Description of the task -
Rewrite all lines of the records from the one containing "find submerged rock" through the end of the records, requests included, and shift every point coordinate in the answers by adding 17. Leave the requests and their sample coordinates unchanged.

Position identification records -
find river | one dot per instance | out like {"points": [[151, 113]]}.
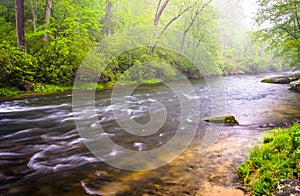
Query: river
{"points": [[42, 153]]}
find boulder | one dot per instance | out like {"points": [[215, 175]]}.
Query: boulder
{"points": [[287, 187], [295, 85], [282, 79], [227, 120]]}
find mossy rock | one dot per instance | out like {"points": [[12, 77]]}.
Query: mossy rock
{"points": [[281, 79], [227, 120], [295, 85]]}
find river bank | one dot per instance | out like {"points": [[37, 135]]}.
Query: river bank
{"points": [[44, 89], [42, 152]]}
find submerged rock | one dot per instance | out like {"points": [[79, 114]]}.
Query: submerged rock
{"points": [[287, 187], [281, 79], [295, 85], [227, 120]]}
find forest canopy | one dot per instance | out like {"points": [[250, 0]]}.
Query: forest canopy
{"points": [[43, 42]]}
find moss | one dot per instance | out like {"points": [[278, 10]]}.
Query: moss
{"points": [[278, 158], [227, 120]]}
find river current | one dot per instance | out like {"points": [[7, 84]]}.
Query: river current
{"points": [[42, 153]]}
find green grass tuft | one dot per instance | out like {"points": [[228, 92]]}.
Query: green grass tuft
{"points": [[277, 158]]}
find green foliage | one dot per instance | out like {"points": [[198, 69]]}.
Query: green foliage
{"points": [[17, 69], [278, 158], [77, 26], [40, 88], [10, 92], [282, 31]]}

Solution to the exercise -
find submerged rock | one dot per instance | out like {"points": [[79, 114]]}.
Query: submerged rock
{"points": [[304, 204], [298, 96], [312, 102], [244, 137]]}
find forest canopy | one dot per instance | out like {"points": [[250, 0]]}.
Query: forest canopy
{"points": [[60, 59]]}
find moss | one dot per instance | out like {"points": [[278, 10]]}.
Query: moss
{"points": [[295, 175], [244, 137]]}
find river current | one dot per instance | out like {"points": [[7, 84]]}.
Query: river current
{"points": [[59, 170]]}
find green grass tuft | one dot per instance | out like {"points": [[228, 92]]}.
Query: green grass tuft
{"points": [[294, 175]]}
find green foliage | one dot per instance | out like {"points": [[198, 69]]}.
Query: green foliage
{"points": [[34, 86], [295, 175], [94, 43], [57, 105], [27, 109], [299, 48]]}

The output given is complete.